▸ Work required
Restate the entries word for word, leaving nothing out.

(Point-per-instance localization data)
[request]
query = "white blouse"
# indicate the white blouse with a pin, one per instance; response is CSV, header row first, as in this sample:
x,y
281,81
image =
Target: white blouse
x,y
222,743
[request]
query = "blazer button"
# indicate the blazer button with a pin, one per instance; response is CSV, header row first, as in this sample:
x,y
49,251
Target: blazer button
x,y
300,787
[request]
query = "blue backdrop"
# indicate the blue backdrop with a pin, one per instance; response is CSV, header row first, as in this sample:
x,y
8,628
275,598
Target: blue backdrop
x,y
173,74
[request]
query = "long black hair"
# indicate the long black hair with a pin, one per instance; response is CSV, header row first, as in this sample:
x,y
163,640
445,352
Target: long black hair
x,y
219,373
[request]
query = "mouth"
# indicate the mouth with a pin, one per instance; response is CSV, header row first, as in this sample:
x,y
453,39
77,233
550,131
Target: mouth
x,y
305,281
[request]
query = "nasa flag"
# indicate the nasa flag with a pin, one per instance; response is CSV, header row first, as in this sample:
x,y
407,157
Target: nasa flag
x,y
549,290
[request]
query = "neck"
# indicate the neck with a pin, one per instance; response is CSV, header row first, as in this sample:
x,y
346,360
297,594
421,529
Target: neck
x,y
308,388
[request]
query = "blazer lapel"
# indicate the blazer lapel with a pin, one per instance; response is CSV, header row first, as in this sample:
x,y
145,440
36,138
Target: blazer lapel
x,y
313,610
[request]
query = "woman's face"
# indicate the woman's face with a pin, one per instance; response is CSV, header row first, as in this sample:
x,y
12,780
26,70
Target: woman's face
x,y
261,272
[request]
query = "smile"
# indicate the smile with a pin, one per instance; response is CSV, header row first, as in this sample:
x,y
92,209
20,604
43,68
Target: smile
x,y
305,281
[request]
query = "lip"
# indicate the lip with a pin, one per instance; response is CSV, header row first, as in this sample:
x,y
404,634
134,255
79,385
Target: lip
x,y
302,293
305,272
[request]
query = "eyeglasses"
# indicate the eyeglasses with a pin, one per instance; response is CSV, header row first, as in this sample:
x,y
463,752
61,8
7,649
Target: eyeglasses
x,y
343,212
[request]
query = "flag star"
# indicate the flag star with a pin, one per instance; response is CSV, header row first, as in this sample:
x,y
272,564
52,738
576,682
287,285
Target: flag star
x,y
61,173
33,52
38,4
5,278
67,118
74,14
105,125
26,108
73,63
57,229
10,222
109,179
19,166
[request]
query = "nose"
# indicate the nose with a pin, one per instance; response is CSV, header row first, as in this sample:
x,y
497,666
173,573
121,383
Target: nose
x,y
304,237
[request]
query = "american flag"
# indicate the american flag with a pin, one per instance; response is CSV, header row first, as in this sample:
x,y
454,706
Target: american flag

▸ Exercise result
[request]
query = "white blouse"
# indicate the white blouse with a pin, one per instance; response is CSV, header row first, as in this sample:
x,y
281,81
image =
Target: white blouse
x,y
222,743
[request]
query = "blazer button"
# indicate the blazer button with a pin, one per instance; response is CSV, header row first, as in this sample:
x,y
49,251
Target: blazer button
x,y
300,787
[request]
query = "blue backdrop"
# indicate the blue backdrop with a pin, one per instance; response is CSV, header row first, as in this sample:
x,y
8,628
275,598
Target: blue backdrop
x,y
173,74
[request]
query = "long black hair"
# indicate the long black hair with a pin, one per instance; response is CSV, header row first, as in this sample:
x,y
163,640
445,352
Target: long black hair
x,y
219,373
[request]
query = "mouth"
# indicate the mouth with a pin, one per instance; response is CSV, header row first, as in this sample:
x,y
453,39
77,233
550,131
Target: mouth
x,y
305,281
[request]
query = "nasa flag"
# indicate the nasa flag with a pin, one per instance; response is CSV, header row first, as in this sample:
x,y
407,157
Target: nasa flag
x,y
549,290
[request]
query = "neck"
# indicate the neck with a pin, one per instance; response is CSV, header row first, as in this sample:
x,y
346,360
297,594
421,529
Target: neck
x,y
308,388
[request]
query = "blazer lapel"
# indicate the blazer lapel with a pin, one per instance; response is CSV, header row first, as in this sample:
x,y
145,440
36,138
Target: blazer lapel
x,y
313,610
[request]
query = "woman's face"
# indicate the woman's face with a pin, one per instance; response is CSV, header row first, as in this sample:
x,y
12,780
26,70
Target: woman's face
x,y
261,272
[request]
query = "smile"
# indicate the smile with a pin, one per instance; response is CSV, header row first, as in this sample:
x,y
92,209
20,604
43,68
Target: smile
x,y
305,281
[request]
query = "lip"
# indicate the lip with a pin, one per instance; response is CSV, header row first, as in this sample:
x,y
404,634
134,255
79,385
Target: lip
x,y
302,293
305,272
[request]
query = "eyeglasses"
# indicate the eyeglasses with a pin, one per instance; response is CSV, header row first, as in this sample:
x,y
463,752
61,8
7,649
Target: eyeglasses
x,y
343,212
[request]
query = "flag star"
# indicate the flag star with a pin, one per instance; response is CSV, header row first, as in this sample:
x,y
272,564
52,738
576,682
287,285
Target: flag star
x,y
61,173
33,52
38,4
5,278
67,118
74,14
105,125
26,108
73,63
57,229
10,222
109,179
19,166
[request]
query = "nose"
# indicate the nose with a pin, one per instance; response is CSV, header row first, as in this sample:
x,y
497,666
173,573
121,383
Target: nose
x,y
304,237
[request]
query = "american flag"
# indicate the american flag with a pin, one per instance; response is CSV, header row first, as in this sample:
x,y
454,706
Target: american flag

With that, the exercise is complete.